Il appartient à une famille de parlementaires.
Il fait de solides études chez les Oratoriens de Juilly,
puis il étudie le Droit.
En 1716, il est président à mortier au Parlement de Guyenne; mais il manifeste peu d'intérêt
pour ses fonctions.
Afin de se distraire, il donne dans le goût du temps pour l'érudition et pour les recherches
scientifiques : il rédige pour l'Académie de Bordeaux, dont il est membre, une Dissertation sur la politique des
Romains dans la religion, puis des mémoires Sur les causes de l'écho, Sur l'usage des glandes rénales, Sur le flux
et le reflux de la mer...
Surtout, il se délasse en écrivant secrètement une sorte de roman oriental par lettres, qui
parut en 1721, à Amsterdam, sous le voile de l'anonymat : ces Lettres persanes connurent d'emblée un succès
considérable.
LES LETTRES PERSANES (1721)
L'Orient était fort à la mode, en France, depuis environ cinquante ans; Montesquieu se
souvient de plusieurs ouvrages qui avaient vivement intéressé le public : Les Amusements sérieux
et comiques d'un Siamois à Paris, par Dufresny (1707); les récits de voyages de Tavernier (1676-1719) et
Chardin (i 71 i); la traduction par Galland des Mille et une Nuits (1704-1717).
Il imagine que deux Persans, Usbek
et Rica, visitent l'Europe, en particulier la France : les deux voyageurs écrivent leurs impressions à leurs
compatriotes, qui les tiennent au courant de ce qui se passe en Perse.
Le genre de la lettre permettait à
Montesquieu de passer avec désinvolture d'un sujet à l'autre et de présenter tour à tour des aspects variés de son
souple talent.

[Extraits d'un jeu de données sur le pointage d'objets]
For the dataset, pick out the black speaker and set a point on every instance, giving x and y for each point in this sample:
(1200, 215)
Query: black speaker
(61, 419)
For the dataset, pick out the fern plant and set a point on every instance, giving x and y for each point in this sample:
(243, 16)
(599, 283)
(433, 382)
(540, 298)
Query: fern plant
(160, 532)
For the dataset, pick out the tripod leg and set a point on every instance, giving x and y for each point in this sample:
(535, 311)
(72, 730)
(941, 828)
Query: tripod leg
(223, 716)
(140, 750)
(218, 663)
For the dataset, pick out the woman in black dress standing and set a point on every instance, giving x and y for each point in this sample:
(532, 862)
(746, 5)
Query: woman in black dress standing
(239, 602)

[Consignes]
1. Indiquez si chacune des affirmations suivantes concorde avec le texte sur Montesquieu, en répondant par oui ou par non et en citant les mots décisifs : (a) il montrait un vif intérêt pour ses fonctions de président à mortier ; (b) les Lettres persanes parurent à Amsterdam sans nom d'auteur ; (c) les deux voyageurs persans se nomment Usbek et Rica.
2. D'après le texte sur Montesquieu, en quelle année devint-il président à mortier au Parlement de Guyenne ?
3. Poursuivez le texte sur Montesquieu et les Lettres persanes à partir de sa dernière phrase.
Ce matériel n'a aucun lien avec le texte.

[Réponses dans l'ordre]
1.
(a) Non : « il manifeste peu d'intérêt pour ses fonctions ».
(b) Oui : « parut en 1721, à Amsterdam, sous le voile de l'anonymat ».
(c) Oui : « deux Persans, Usbek et Rica ».

2. En 1716.

3.
Le roman libertin.
Une intrigue de harem constitue la trame de l'ouvrage.
En l'absence du respectable Usbek, le
grand eunuque noir a toutes sortes de difficultés avec le sérail de son maître.
En donnant ainsi aux Lettres
persanes un aspect licencieux, Montesquieu ne cédait pas seulement au goût du temps : il faisait passer sans trop
de risque des attaques hardies contre le régime qu'on n'aurait pas tolérées dans un écrit d'apparence plus
sérieuse.
La peinture des moeurs.
Les Lettres persanes contiennent toute une galerie de portraits, à la façon de La Bruyère, mais dessinés
avec plus de mouvement et de bonne humeur : le fermier d'impôts, le poète famélique, le vieux guerrier (lettre 48); le grand seigneur,
l'homme à bonnes fortunes, le nouvelliste; le décisionnaire (lettre 72).
Elles évoquent aussi des scènes de la vie parisienne : le lecteur
est promené d'un café où l'on se querelle à propos d'Homère jusqu'à un salon où de beaux esprits vantent réciproquement leurs
mérites; des Tuileries où s'étale la badauderie parisienne jusqu'à l'Académie française, « ce corps à quarante têtes toutes remplies de
figures, de métaphores et d'antithèses ».
La satire des institutions.
Enfin un grand nombre de lettres touchent à des questions religieuses, morales ou
politiques.
Montesquieu ne respecte rien : son ironie s'exerce à propos du pape, comme à propos du roi,
représenté sous l'aspect d'un despote oriental.
Il aborde avec une hardiesse inaccoutumée le problème du divorce
(lettre 116) ou de la dépopulation (lettre 117).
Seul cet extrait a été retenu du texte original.